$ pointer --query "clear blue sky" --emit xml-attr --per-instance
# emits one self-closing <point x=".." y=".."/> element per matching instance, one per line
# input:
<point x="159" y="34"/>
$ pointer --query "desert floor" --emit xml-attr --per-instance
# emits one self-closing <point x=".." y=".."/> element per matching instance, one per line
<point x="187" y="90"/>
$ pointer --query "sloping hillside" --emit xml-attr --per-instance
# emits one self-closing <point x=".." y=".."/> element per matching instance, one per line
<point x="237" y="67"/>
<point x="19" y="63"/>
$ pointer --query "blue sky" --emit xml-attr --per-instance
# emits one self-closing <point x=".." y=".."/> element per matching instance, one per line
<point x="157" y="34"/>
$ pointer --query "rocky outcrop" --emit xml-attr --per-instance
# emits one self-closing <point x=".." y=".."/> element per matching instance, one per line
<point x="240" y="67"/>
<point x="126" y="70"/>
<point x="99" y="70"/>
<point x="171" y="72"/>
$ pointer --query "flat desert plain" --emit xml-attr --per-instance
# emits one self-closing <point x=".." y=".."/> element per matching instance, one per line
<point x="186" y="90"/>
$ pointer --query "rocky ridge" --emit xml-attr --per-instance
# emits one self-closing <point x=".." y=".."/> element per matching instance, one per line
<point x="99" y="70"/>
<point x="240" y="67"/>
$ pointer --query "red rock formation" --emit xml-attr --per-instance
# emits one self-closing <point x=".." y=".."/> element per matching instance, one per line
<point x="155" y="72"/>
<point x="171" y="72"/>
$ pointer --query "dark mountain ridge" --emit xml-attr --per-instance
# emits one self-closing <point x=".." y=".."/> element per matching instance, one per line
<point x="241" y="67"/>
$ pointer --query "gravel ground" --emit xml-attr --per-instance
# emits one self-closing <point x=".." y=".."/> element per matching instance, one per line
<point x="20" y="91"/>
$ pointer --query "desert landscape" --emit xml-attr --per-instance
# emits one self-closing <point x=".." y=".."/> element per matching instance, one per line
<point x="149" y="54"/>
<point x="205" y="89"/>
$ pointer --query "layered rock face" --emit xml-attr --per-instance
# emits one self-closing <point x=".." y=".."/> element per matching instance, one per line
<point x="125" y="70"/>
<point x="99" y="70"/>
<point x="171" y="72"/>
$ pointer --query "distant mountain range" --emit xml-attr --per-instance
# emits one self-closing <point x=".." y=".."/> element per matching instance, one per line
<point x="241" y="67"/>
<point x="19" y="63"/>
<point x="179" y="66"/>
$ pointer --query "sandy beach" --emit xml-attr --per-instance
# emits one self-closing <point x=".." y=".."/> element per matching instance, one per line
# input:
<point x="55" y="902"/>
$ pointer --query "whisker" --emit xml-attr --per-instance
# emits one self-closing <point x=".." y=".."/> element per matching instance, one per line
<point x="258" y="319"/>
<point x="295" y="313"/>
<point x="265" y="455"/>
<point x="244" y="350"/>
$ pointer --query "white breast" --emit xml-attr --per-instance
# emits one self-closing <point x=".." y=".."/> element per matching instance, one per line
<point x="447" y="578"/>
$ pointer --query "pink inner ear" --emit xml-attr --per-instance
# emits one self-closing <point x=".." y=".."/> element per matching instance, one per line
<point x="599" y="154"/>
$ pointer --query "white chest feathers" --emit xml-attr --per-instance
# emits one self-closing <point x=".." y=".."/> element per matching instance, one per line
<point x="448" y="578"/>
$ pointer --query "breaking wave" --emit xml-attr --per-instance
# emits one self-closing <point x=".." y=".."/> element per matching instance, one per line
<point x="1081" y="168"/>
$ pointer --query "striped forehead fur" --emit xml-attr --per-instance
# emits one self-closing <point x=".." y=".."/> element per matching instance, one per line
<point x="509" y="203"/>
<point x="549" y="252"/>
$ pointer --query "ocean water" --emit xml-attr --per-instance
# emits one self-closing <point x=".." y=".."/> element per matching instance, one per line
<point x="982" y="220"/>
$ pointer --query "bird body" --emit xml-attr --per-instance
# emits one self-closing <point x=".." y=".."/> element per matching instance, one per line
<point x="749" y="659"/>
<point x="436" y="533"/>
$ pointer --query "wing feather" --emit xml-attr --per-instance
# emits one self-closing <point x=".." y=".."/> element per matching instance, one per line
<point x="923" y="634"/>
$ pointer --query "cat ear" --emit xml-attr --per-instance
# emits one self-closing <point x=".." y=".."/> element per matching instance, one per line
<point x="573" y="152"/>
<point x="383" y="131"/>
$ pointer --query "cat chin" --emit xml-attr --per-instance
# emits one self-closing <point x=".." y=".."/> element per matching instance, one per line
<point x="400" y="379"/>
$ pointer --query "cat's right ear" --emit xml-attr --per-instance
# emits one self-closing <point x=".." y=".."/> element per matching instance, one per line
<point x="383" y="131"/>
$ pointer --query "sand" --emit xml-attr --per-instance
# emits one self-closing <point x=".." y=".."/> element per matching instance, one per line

★ ★ ★ ★ ★

* What to produce *
Produce an exact copy of every entry above.

* Task response *
$ pointer --query "clear blue sky" --emit xml-attr --per-instance
# emits one self-closing <point x=".." y=".."/> element per matching instance, one per line
# input:
<point x="159" y="34"/>
$ pointer --query "desert floor" --emit xml-attr --per-instance
# emits one self-closing <point x=".." y=".."/> element per matching instance, one per line
<point x="187" y="90"/>
$ pointer --query "sloping hillside" --emit xml-attr --per-instance
# emits one self-closing <point x=".." y=".."/> element per matching instance, one per line
<point x="237" y="67"/>
<point x="19" y="63"/>
$ pointer --query "blue sky" --emit xml-attr --per-instance
# emits one self-closing <point x=".." y=".."/> element per matching instance, one per line
<point x="157" y="34"/>
$ pointer --query "rocky outcrop" --emit xml-attr --per-instance
# emits one self-closing <point x=".." y=".."/> element per matching instance, one per line
<point x="240" y="67"/>
<point x="126" y="70"/>
<point x="99" y="70"/>
<point x="171" y="72"/>
$ pointer --query "flat desert plain" --emit xml-attr --per-instance
# emits one self-closing <point x=".." y=".."/> element per matching instance, one per line
<point x="186" y="90"/>
$ pointer --query "rocky ridge" --emit xml-attr --per-instance
# emits one self-closing <point x=".." y=".."/> element per matching instance, one per line
<point x="99" y="70"/>
<point x="240" y="67"/>
$ pointer --query "red rock formation" --emit xml-attr --per-instance
# emits one self-closing <point x=".." y=".."/> element per matching instance, one per line
<point x="155" y="72"/>
<point x="171" y="72"/>
$ pointer --query "dark mountain ridge" --emit xml-attr --per-instance
# emits one self-closing <point x=".." y=".."/> element per matching instance, one per line
<point x="241" y="67"/>
$ pointer --query "gravel ground" --emit xml-attr --per-instance
# emits one self-closing <point x=".." y=".."/> element per matching instance, one per line
<point x="20" y="91"/>
$ pointer --query "desert landscape" --emit xml-attr --per-instance
# emits one self-closing <point x=".." y=".."/> element per matching instance, one per line
<point x="149" y="54"/>
<point x="205" y="89"/>
$ pointer --query "layered rock face" --emit xml-attr --per-instance
# emits one self-closing <point x=".." y=".."/> element per matching instance, one per line
<point x="125" y="70"/>
<point x="99" y="70"/>
<point x="171" y="72"/>
$ pointer --query "distant mountain range" --emit xml-attr --per-instance
# emits one self-closing <point x=".." y=".."/> element per matching instance, one per line
<point x="241" y="67"/>
<point x="19" y="63"/>
<point x="179" y="66"/>
$ pointer --query "sandy beach" --emit xml-attr --per-instance
# emits one self-closing <point x=".." y=".."/> element per matching instance, one per line
# input:
<point x="55" y="902"/>
$ pointer --query "whisker" --emit xml-attr --per-instance
# emits one self-closing <point x=".." y=".."/> element per matching instance, one per line
<point x="258" y="319"/>
<point x="295" y="313"/>
<point x="265" y="455"/>
<point x="244" y="350"/>
$ pointer --query "white breast" --emit xml-attr --per-instance
# emits one self-closing <point x=".." y=".."/> element per matching instance, one per line
<point x="447" y="578"/>
$ pointer --query "pink inner ear" --emit xml-attr --per-instance
# emits one self-closing <point x=".." y=".."/> element per matching instance, one per line
<point x="599" y="154"/>
$ pointer --query "white chest feathers" --emit xml-attr --per-instance
# emits one self-closing <point x=".." y=".."/> element per matching instance, one per line
<point x="448" y="578"/>
$ pointer --query "breaking wave" --emit xml-attr --per-instance
# emits one self-closing <point x=".." y=".."/> element per matching instance, one per line
<point x="1081" y="168"/>
$ pointer --query "striped forehead fur" --emit xml-attr --per-instance
# emits one self-closing <point x=".." y=".."/> element per matching instance, one per line
<point x="509" y="203"/>
<point x="549" y="252"/>
$ pointer --query "ocean water" --emit xml-attr --per-instance
# emits one self-closing <point x=".." y=".."/> element per matching instance, one per line
<point x="982" y="220"/>
$ pointer --query "bird body" --emit xml-attr --per-instance
# emits one self-closing <point x=".." y=".."/> element per matching instance, one per line
<point x="749" y="659"/>
<point x="436" y="533"/>
$ pointer --query "wing feather" --emit xml-attr --per-instance
# emits one self-closing <point x=".." y=".."/> element per matching instance, one per line
<point x="923" y="634"/>
$ pointer --query "cat ear" --emit xml-attr --per-instance
# emits one self-closing <point x=".." y=".."/> element per matching instance, one per line
<point x="573" y="152"/>
<point x="383" y="131"/>
$ pointer --query "cat chin" --emit xml-attr --per-instance
# emits one self-closing <point x=".." y=".."/> element per matching instance, one per line
<point x="400" y="379"/>
$ pointer --query "cat's right ear" --emit xml-attr --per-instance
# emits one self-closing <point x=".." y=".."/> element per matching instance, one per line
<point x="383" y="131"/>
$ pointer --query "sand" --emit xml-attr --per-instance
# emits one self-closing <point x=".." y=".."/> element per matching instance, one per line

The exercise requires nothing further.